Given request: Copy the listing word for word, from its first line through the line with "pixel 194 700". Leave out the pictures.

Stored items:
[Begin]

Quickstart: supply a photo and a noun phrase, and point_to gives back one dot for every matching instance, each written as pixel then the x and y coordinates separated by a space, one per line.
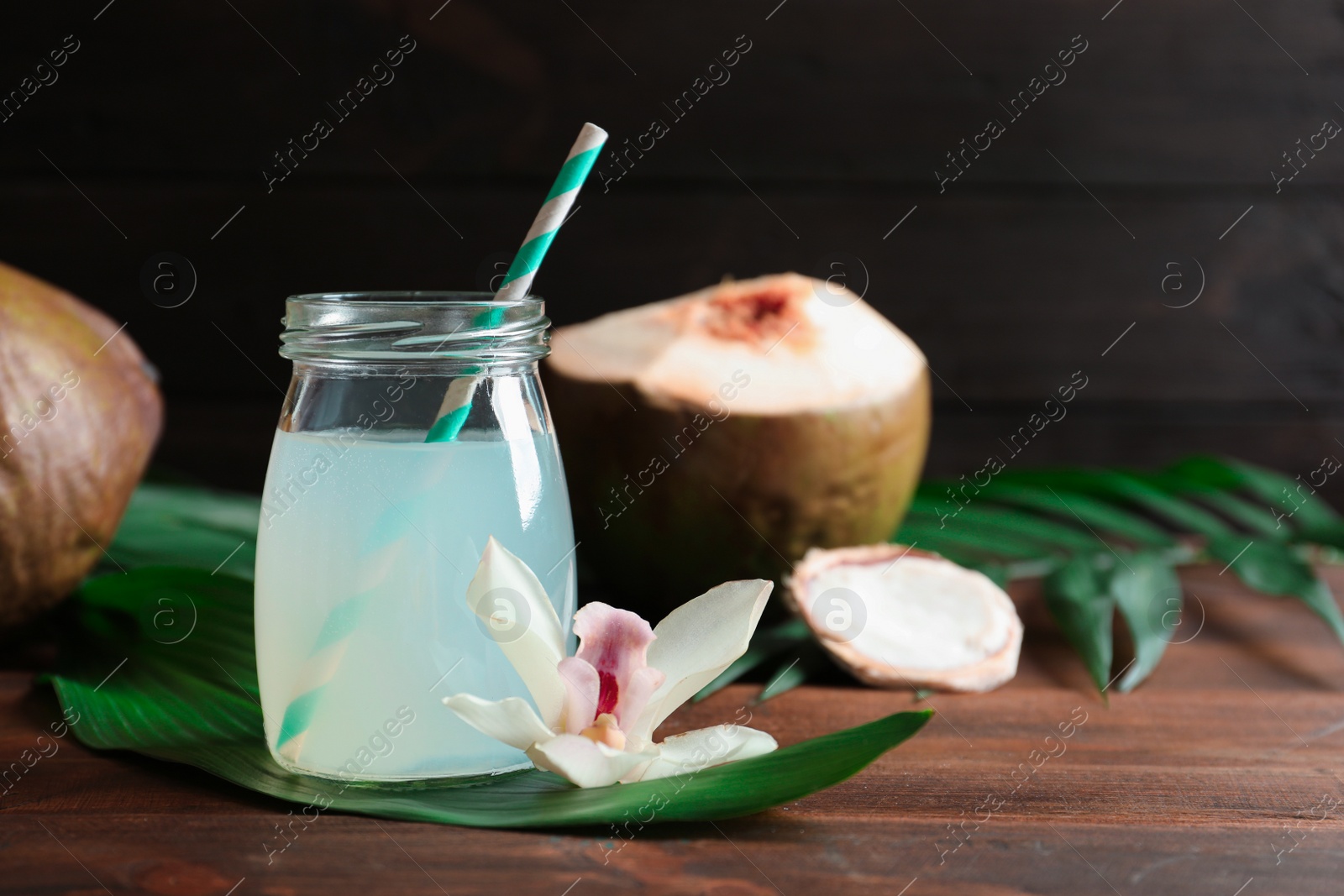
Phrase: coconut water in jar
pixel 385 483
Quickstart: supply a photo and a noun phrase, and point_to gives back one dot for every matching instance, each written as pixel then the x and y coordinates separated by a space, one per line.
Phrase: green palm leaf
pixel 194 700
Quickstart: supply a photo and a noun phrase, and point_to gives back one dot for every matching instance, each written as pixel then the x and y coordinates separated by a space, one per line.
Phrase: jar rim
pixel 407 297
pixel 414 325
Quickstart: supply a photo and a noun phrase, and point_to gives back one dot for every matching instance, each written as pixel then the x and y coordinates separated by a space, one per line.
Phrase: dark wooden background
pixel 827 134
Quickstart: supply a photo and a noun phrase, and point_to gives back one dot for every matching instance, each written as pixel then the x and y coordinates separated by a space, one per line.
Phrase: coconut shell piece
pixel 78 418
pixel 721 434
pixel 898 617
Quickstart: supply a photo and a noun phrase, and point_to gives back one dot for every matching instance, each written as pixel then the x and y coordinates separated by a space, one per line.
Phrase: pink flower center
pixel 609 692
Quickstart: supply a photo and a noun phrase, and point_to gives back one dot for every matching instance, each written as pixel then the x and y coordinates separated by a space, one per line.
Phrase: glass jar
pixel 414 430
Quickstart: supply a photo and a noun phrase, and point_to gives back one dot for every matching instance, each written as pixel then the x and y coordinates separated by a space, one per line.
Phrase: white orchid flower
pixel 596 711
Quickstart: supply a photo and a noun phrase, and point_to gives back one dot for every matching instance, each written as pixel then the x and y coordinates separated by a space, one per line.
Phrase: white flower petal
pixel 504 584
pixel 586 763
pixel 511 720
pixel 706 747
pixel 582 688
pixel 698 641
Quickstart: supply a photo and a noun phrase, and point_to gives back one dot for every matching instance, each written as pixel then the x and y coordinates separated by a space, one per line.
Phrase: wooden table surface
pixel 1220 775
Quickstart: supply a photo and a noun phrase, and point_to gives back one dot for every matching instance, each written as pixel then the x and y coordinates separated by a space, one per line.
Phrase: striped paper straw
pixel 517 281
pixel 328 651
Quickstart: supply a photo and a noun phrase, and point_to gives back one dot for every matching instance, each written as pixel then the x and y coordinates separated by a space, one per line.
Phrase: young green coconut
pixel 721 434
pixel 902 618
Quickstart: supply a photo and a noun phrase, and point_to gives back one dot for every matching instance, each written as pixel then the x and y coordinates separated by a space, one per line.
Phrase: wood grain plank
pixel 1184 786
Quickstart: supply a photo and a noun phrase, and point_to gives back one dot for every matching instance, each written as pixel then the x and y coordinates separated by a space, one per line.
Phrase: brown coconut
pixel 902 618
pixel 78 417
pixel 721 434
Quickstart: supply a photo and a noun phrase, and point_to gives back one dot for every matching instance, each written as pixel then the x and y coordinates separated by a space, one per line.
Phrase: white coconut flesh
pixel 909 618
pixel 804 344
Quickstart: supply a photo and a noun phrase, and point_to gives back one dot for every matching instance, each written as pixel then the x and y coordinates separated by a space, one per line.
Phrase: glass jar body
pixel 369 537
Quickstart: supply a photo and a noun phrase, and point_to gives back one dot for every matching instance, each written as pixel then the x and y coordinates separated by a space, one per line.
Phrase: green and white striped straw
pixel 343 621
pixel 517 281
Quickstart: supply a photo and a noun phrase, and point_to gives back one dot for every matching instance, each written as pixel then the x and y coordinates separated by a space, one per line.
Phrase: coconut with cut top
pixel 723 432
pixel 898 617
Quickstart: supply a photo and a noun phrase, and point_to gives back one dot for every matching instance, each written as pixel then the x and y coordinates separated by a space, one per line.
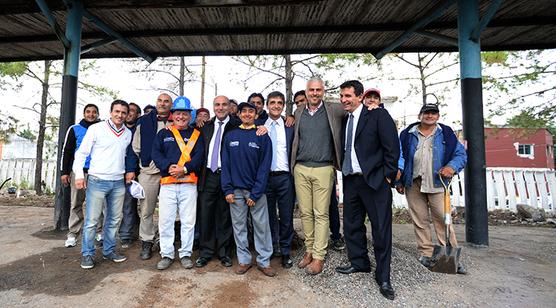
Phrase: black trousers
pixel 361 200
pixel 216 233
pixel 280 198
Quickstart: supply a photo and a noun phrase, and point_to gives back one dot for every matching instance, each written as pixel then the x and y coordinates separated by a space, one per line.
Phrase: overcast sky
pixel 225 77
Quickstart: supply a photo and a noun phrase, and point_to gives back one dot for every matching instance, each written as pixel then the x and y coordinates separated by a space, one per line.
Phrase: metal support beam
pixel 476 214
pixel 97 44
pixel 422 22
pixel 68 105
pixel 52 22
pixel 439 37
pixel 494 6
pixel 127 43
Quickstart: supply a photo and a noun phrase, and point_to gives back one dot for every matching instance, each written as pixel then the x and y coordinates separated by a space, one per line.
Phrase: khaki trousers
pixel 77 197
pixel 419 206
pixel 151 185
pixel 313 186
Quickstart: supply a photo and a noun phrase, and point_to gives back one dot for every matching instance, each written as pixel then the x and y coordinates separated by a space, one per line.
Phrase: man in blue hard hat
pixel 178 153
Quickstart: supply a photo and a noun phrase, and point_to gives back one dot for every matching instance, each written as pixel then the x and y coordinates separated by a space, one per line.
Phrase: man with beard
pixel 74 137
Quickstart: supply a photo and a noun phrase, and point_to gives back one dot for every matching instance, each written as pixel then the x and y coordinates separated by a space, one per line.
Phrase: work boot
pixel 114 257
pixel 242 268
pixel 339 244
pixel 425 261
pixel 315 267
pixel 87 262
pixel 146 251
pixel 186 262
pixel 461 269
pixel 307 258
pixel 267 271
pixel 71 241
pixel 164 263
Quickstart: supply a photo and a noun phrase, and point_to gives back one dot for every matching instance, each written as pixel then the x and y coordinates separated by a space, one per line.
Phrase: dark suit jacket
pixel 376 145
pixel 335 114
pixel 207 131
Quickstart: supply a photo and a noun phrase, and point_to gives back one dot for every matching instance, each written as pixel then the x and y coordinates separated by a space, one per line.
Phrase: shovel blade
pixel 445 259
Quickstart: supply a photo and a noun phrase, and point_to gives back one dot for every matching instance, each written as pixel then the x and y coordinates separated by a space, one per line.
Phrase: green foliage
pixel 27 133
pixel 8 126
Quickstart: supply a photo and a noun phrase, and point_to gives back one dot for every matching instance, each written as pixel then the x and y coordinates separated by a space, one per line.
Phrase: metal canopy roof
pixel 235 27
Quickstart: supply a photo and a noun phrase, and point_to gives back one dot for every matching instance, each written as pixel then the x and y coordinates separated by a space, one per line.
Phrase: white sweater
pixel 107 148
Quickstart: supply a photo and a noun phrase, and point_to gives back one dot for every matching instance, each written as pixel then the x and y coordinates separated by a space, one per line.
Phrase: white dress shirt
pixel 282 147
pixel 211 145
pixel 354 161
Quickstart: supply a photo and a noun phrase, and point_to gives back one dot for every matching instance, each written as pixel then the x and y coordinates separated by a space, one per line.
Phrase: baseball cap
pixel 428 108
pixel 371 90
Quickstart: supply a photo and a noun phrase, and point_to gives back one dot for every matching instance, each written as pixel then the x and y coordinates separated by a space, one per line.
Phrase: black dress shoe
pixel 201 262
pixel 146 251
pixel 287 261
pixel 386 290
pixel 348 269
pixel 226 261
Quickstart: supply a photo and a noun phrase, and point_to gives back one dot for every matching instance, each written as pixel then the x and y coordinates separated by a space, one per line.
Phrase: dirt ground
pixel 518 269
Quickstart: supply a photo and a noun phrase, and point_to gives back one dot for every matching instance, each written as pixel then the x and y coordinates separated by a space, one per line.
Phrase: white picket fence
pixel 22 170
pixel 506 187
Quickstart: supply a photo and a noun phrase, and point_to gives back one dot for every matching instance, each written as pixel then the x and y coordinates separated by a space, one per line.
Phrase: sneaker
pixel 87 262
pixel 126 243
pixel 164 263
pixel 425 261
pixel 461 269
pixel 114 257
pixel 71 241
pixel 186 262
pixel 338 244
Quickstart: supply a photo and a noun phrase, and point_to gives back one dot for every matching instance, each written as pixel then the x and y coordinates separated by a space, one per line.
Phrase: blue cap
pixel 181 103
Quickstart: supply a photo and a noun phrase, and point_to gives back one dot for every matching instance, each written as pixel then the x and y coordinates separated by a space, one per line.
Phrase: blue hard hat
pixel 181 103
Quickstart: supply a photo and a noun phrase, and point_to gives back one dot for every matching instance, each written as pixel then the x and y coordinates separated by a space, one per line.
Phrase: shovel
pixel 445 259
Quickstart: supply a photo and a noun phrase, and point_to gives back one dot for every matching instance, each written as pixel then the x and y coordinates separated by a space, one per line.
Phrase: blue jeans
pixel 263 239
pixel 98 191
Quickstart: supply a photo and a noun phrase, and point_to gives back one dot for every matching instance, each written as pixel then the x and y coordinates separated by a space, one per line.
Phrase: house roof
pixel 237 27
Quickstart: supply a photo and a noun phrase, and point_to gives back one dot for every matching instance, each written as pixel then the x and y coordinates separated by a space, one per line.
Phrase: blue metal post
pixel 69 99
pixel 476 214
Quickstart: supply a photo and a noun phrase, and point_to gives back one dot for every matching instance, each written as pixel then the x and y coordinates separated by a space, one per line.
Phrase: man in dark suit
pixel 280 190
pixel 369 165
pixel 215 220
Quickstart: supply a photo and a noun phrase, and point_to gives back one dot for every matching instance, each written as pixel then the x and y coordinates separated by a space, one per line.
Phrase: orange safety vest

[End]

In response:
Quickstart: supply a photo and a noun phrase, and point_to gives back one dot for every matching instance, each written as pixel then the x and y coordinates separated by a space, one per line.
Phrase: coconut water in jar
pixel 385 483
Quickstart: supply a photo and a noun phrase, and point_to gives back one dot for every matching instance, each written as pixel then the x and y coordinates separated by a space, one per line.
Phrase: green palm leaf
pixel 194 700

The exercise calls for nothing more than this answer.